[THE DATA]

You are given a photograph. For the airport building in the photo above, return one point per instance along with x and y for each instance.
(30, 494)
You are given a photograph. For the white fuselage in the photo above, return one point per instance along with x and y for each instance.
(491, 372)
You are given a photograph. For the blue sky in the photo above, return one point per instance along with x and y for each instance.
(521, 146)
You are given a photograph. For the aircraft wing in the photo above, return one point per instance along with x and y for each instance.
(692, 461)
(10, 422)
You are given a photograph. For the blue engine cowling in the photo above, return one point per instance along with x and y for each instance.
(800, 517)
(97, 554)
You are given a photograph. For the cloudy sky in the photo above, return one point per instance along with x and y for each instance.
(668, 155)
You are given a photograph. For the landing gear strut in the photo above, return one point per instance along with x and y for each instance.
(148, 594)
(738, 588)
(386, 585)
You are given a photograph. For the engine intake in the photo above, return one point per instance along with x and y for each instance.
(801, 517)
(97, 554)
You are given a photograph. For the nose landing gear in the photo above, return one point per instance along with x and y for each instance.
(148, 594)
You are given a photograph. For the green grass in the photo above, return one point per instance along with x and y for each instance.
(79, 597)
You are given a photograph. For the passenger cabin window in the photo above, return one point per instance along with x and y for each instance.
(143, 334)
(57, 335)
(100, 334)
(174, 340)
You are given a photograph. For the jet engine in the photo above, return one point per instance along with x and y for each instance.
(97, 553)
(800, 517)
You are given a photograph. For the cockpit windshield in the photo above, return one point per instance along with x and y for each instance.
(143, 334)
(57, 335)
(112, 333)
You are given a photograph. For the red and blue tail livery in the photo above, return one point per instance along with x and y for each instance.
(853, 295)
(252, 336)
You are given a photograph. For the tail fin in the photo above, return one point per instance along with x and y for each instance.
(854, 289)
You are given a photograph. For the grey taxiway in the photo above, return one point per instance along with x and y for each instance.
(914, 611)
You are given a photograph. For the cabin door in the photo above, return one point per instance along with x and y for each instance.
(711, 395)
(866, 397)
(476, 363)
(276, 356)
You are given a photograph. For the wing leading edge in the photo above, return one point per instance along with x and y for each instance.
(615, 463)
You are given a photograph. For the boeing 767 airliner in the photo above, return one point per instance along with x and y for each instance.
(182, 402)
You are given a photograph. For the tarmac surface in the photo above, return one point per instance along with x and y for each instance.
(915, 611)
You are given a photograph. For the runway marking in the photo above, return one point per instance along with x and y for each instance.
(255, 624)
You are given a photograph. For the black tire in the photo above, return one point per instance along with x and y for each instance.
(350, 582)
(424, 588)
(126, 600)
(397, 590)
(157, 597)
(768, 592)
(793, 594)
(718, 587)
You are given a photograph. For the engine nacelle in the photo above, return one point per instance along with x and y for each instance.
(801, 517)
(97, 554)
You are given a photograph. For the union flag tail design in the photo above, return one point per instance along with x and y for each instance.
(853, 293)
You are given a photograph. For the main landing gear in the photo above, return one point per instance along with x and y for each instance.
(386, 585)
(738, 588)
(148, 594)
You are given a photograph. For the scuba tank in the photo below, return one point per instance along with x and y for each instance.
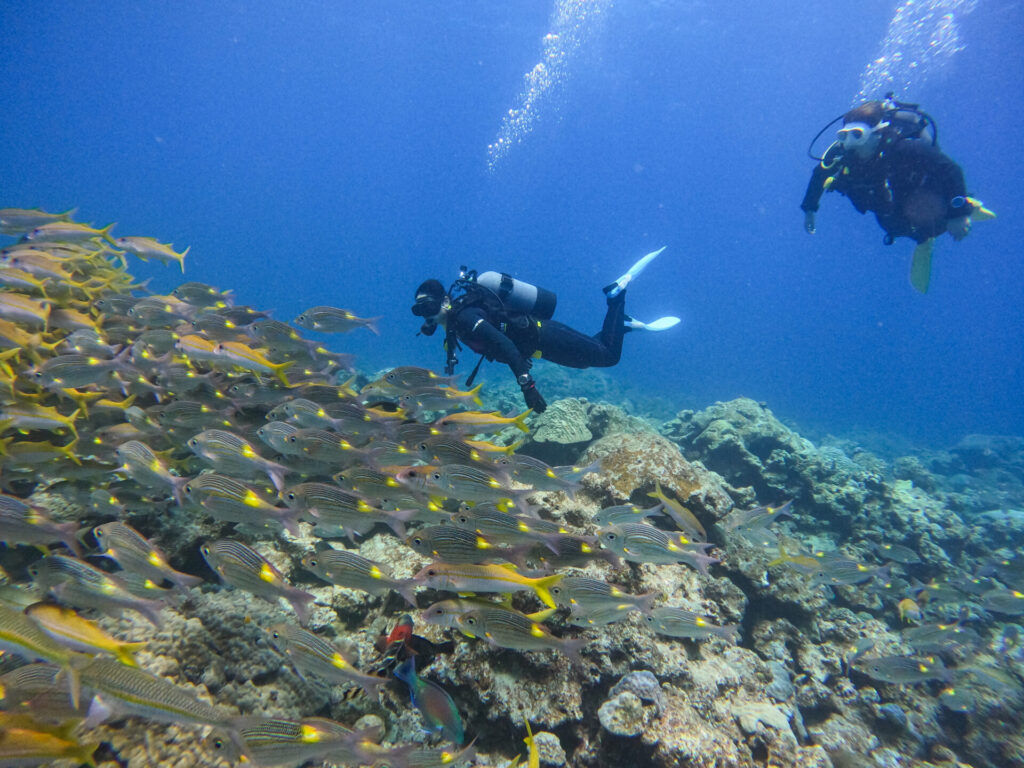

[/THE DATA]

*ABOUT THIS TASK*
Pictures stay out; the entries above are to be output exactly as given.

*RESULT OF THIS EXERCISE*
You are given a photograph. For the airport building in the photo above, return one point per instance along with x and y for each instance.
(30, 494)
You are given a photograph. For the white fuselage in the photo above, return one point per instance along with x and y for each instance.
(491, 372)
You are given a photograph. For the blue sky in the photo above, return one point per instance along with x and y for each instance.
(521, 146)
You are given a photograph. For the aircraft wing in the photo above, return one point per instance along with x and y for each instance.
(692, 461)
(10, 422)
You are given a photograph. For the blue engine cowling in the photo above, return one point per instance along with x and y for each instance.
(800, 517)
(97, 554)
You are given a photograph. For the cloudy sky in the photo above, return one point per instance along with x and y for each instance.
(668, 155)
You are given a photograph. For the landing gear strut in the photo above, return one point per instance along with x and y for each instance.
(148, 594)
(738, 588)
(386, 585)
You are given a photograph. For the engine intake in the photo above, return one point per instance along with x and y for each instance.
(801, 517)
(97, 554)
You are given a photograph. For the nose landing gear in the photo above, return one point per instance along with x and y for each instance.
(148, 594)
You are given a photograph. For the green grass in the photo above, return one point per instance along with x and y for each instance.
(79, 597)
You are given a photograph. For the passenger cabin window in the photo above, return one point per instance along with x and y for each instance.
(143, 334)
(57, 335)
(100, 334)
(174, 340)
You are given a photograph. For the jet engine in the photo above, return one point per instance along with x and y for each instance.
(97, 553)
(800, 517)
You are given a photograph. For the cockpit windshield in the photo above, return one point per instance along with x and y for each instance.
(143, 334)
(57, 335)
(112, 333)
You are given a photograph. For the red and blue tail livery in the photo above, return one point per instance along with x and y for each instance.
(853, 295)
(252, 336)
You are given a photograph. For the tail fin in the photo above, return one point per instance along with x and y for each instance.
(854, 289)
You are given a photograph. For the grey taxiway in the photo above, return one point per instance along with x and y for each instance.
(914, 611)
You are given a photograph. For the cabin door in the photo above, return one point per instance along with x and y for each instance.
(711, 395)
(866, 397)
(476, 363)
(276, 356)
You are given a photograph. For the wing leading edge in the photo above, return one point per instance along with x and y for each instance.
(615, 463)
You are given a photograph. For the boeing 767 airliner in the photo above, return one point per instance along with x and y for each instance.
(182, 402)
You are given a photograph. For the tarmac surface in the photo above, return one point per instance along with x and y for each instance.
(915, 611)
You are given a photograph. For the runway marking in the photo above, return one point per instance along with x and y for each instance.
(255, 624)
You are given a photograph. For the black tire in the photo above, return one point per instance along with x and y for each instance.
(350, 582)
(424, 588)
(126, 600)
(397, 590)
(157, 597)
(768, 592)
(793, 594)
(718, 587)
You are given a photograph. For the engine nacelle in the photo above, return one point per instance along with x and y for each instance.
(801, 517)
(97, 554)
You are given a photograph. For the union flag tail design in the photo above, return one point per instance along with x and y for each instance.
(853, 293)
You are given a photograph. For the main landing gear in the photo above, return one point per instance along with x and y for each instance.
(386, 585)
(738, 588)
(148, 594)
You are given a photograph. For the scuba tank in the photo below, return one point per instance along with x and y for each instance.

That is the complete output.